▸ Selected passage
______

Washington, May 31: US President Donald Trump said Saturday he will delay the G7 summit scheduled to take place in June and invite other countries -- including India and Russia -- to join the meeting.

"I don't feel that as a G7 it properly represents what's going on in the world. It's a very outdated group of countries," Trump told reporters on Air Force One.

He said he would like to invite Russia, South Korea, Australia and India to join an expanded summit in the fall.

It could happen in September, either before or after the UN General Assembly, Trump said, adding that "maybe I'll do it after the election."

Americans head to the polls in early November to choose a new president, with Trump keen for a return to normalcy after the coronavirus pandemic and a healthy economy as voters cast their ballots.

Describing the event as a "G-10 or G-11", Trump said he had "roughly" broached the topic with leaders of the four other countries.

Leaders from the Group of Seven, which the United States heads this year, had been scheduled to meet by videoconference in late June after COVID-19 scuttled plans to gather in-person at Camp David, the US presidential retreat outside Washington.

Trump created suspense last week, however, when he announced that he might hold the huge gathering in-person after all, "primarily at the White House" but also potentially parts of it at Camp David.

German Chancellor Angela Merkel became the first leader to decline the in-person invitation outright.

"Considering the overall pandemic situation, she cannot agree to her personal participation, to a journey to Washington," her spokesman said Saturday.

Her response followed ambivalent to positive reactions to the invitation from Britain, Canada and France.

The 65-year-old chancellor is the oldest G7 leader after Trump, who is 73. Japan's Shinzo Abe, also 65, is several months younger than Merkel. Their age puts them at higher risk from the coronavirus.

The G7 major advanced countries -- Britain, Canada, France, Germany, Italy, Japan and the United States -- hold annual meetings to discuss international economic coordination.

Russia was thrown out of what was the G8 in 2014 after it seized Ukraine's Black Sea peninsula of Crimea, an annexation never recognized by the international community.

The work of the G7 is now more important than ever as countries struggle to repair coronavirus-inflicted damage.

The White House had previously said the huge diplomatic gathering would be a "show of strength" when world economies are gradually reemerging from shutdowns.

The United States is the worst-hit country for COVID-19 infections, recording more than 1.7 million cases and over 103,680 deaths.

______

▸ Entries shown
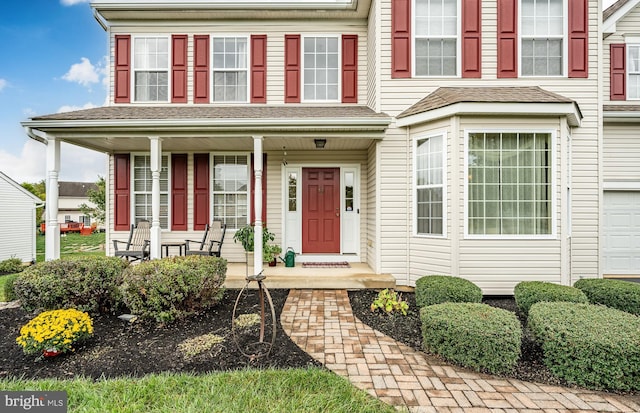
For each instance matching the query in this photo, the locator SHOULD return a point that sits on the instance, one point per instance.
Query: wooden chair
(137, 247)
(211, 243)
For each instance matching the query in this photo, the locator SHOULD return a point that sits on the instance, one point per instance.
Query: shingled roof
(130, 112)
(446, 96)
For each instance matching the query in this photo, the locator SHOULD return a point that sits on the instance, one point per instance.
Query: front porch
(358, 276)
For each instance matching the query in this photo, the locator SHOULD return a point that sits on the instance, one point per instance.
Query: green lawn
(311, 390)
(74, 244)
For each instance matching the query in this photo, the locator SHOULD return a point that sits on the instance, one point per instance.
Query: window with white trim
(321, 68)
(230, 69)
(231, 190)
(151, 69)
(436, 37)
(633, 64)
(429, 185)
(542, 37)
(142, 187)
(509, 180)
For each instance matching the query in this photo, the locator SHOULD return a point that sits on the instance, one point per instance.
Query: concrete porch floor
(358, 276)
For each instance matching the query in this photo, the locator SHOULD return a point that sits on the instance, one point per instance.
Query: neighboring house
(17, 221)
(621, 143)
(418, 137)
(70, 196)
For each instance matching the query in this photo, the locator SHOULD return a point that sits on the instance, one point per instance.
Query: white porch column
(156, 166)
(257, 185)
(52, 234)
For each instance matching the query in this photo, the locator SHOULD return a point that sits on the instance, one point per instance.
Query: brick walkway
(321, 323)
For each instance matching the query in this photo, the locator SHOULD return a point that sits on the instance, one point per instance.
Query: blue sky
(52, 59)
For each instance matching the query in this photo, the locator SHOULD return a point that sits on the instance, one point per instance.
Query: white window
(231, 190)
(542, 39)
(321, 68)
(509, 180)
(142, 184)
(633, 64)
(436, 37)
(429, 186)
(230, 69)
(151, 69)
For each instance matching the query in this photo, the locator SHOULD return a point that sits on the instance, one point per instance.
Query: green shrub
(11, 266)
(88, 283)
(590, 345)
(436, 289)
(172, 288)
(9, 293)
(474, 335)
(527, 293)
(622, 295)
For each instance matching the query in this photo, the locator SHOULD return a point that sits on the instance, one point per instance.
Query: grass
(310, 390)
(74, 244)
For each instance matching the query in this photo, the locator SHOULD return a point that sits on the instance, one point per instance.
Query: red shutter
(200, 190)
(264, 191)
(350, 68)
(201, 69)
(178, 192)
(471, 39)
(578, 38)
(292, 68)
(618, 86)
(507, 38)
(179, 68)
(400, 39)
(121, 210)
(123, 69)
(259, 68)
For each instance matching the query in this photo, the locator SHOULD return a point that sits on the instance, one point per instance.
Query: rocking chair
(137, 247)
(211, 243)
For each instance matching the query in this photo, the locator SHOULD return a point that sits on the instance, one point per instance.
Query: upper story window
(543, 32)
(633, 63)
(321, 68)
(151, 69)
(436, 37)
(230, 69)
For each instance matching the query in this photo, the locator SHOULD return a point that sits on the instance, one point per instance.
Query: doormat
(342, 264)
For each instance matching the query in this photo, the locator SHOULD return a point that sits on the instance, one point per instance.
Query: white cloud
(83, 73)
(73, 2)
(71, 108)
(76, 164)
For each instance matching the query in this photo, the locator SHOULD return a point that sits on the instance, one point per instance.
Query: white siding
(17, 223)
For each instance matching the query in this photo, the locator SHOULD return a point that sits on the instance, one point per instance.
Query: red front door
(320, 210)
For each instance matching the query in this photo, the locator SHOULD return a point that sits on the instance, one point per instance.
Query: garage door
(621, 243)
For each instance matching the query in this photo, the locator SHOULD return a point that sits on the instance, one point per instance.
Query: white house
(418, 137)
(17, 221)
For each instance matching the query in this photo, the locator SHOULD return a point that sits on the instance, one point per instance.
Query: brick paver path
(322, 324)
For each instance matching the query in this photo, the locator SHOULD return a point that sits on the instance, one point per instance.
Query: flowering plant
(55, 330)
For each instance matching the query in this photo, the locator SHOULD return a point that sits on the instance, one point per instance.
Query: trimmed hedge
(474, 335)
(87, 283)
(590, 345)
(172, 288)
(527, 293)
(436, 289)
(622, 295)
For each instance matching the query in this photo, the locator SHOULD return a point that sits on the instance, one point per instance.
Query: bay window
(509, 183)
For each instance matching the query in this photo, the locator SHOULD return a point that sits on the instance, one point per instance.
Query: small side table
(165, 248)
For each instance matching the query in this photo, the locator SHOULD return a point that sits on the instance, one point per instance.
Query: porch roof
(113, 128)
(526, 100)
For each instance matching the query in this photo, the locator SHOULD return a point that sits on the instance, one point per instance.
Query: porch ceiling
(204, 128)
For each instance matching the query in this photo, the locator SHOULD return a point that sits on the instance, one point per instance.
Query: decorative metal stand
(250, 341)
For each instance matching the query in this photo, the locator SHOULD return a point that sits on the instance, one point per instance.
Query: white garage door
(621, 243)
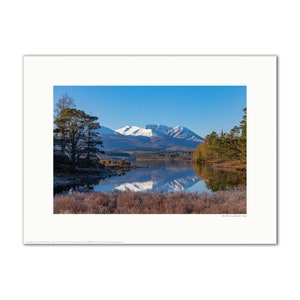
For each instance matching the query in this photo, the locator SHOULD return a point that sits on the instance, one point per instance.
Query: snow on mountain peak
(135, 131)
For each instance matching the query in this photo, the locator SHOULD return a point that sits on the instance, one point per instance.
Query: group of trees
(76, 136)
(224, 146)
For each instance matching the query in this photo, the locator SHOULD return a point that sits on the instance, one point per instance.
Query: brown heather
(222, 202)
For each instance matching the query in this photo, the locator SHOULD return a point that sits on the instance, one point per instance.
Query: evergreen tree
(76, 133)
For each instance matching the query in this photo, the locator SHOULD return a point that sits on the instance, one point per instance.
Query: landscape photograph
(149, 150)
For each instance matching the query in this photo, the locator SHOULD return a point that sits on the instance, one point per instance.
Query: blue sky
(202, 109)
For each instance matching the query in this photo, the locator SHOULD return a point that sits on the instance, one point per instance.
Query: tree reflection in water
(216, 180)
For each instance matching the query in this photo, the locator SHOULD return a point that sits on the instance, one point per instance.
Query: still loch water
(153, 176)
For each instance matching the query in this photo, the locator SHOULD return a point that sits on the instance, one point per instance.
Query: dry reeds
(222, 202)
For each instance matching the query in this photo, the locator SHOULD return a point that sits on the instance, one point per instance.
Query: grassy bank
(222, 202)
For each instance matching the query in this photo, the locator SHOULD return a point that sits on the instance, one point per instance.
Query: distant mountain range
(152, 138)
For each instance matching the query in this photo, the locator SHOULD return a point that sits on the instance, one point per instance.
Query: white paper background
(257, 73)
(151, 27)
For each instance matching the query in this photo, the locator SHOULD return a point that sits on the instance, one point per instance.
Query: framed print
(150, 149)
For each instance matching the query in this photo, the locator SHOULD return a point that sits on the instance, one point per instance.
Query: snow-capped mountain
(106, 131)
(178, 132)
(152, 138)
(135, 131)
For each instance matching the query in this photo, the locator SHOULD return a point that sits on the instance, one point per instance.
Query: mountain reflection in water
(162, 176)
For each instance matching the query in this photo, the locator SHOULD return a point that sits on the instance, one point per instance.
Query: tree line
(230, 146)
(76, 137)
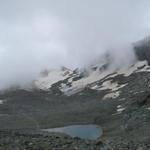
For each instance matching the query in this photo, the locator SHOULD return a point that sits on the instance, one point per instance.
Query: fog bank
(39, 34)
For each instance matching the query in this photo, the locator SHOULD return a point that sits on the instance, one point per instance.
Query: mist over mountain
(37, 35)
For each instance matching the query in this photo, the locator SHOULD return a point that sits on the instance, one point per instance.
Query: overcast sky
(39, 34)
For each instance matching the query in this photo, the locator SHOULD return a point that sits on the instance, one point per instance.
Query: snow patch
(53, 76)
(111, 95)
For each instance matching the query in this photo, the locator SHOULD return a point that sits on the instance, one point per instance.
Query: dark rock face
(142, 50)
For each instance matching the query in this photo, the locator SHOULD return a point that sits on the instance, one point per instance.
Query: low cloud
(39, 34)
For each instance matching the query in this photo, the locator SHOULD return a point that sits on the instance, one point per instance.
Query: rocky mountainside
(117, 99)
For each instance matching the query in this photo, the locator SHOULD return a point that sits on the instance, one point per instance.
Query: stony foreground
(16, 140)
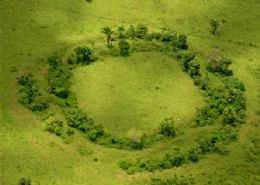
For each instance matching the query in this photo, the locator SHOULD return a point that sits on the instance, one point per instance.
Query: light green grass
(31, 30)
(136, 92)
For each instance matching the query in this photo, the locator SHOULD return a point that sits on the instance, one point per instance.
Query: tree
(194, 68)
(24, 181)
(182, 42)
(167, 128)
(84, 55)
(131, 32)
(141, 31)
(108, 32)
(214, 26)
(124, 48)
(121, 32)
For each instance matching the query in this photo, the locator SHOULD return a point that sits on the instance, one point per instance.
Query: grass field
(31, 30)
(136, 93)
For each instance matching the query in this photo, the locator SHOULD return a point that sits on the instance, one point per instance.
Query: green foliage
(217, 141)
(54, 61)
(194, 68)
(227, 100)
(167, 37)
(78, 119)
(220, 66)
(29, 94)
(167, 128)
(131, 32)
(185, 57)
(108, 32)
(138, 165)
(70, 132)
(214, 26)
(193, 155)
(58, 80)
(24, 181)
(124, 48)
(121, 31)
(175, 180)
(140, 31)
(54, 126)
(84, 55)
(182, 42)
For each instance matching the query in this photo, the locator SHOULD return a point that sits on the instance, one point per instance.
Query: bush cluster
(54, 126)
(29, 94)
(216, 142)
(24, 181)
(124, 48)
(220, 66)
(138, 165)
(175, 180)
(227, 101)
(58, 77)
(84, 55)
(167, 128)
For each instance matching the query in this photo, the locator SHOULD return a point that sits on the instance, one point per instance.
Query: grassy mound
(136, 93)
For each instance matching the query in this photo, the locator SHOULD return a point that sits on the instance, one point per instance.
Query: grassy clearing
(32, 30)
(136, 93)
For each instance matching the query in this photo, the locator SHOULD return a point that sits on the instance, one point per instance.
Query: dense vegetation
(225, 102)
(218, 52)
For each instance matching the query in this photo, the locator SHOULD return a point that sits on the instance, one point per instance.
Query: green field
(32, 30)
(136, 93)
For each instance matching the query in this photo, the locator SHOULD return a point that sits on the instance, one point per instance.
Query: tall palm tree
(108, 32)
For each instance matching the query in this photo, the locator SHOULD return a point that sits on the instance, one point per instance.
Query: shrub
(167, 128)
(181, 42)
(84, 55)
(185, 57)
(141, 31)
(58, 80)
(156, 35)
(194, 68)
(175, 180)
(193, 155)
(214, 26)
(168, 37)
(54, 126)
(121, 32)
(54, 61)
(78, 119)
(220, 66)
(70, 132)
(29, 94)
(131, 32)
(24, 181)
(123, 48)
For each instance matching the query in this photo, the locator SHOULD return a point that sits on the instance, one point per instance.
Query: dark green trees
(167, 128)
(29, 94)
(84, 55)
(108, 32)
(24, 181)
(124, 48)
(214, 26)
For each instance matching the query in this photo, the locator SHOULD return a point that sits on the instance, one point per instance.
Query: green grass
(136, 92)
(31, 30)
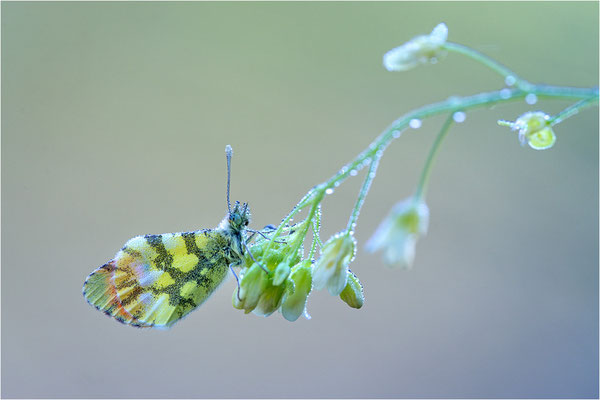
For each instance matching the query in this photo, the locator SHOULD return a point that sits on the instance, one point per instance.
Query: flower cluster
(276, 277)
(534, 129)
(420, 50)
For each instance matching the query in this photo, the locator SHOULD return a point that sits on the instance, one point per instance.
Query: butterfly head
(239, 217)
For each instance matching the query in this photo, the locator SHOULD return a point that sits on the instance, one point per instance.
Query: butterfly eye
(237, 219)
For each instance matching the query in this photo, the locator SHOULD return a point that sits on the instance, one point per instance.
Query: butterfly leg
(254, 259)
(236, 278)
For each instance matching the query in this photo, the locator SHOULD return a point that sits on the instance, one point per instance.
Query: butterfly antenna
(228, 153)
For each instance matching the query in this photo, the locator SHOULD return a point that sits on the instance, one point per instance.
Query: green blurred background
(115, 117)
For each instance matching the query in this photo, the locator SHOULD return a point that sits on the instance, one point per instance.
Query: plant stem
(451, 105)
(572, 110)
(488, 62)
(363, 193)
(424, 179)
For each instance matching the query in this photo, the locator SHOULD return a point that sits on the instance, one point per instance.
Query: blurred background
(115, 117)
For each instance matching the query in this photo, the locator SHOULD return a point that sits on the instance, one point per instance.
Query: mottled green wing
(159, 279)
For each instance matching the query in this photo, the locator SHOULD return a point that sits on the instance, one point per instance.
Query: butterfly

______

▸ Things to do
A. Echo the passage of the G7 summit article starting at "Leaders from the" and ending at "retreat outside Washington.".
B. Translate this sentence from the G7 summit article into Spanish: "German Chancellor Angela Merkel became the first leader to decline the in-person invitation outright."
C. According to the G7 summit article, which four countries did Trump say he would like to invite to an expanded summit in the fall?

▸ Solution list
A.
Leaders from the Group of Seven, which the United States heads this year, had been scheduled to meet by videoconference in late June after COVID-19 scuttled plans to gather in-person at Camp David, the US presidential retreat outside Washington.

B. La canciller alemana Angela Merkel se convirtió en la primera líder en rechazar rotundamente la invitación presencial.

C. Russia, South Korea, Australia and India.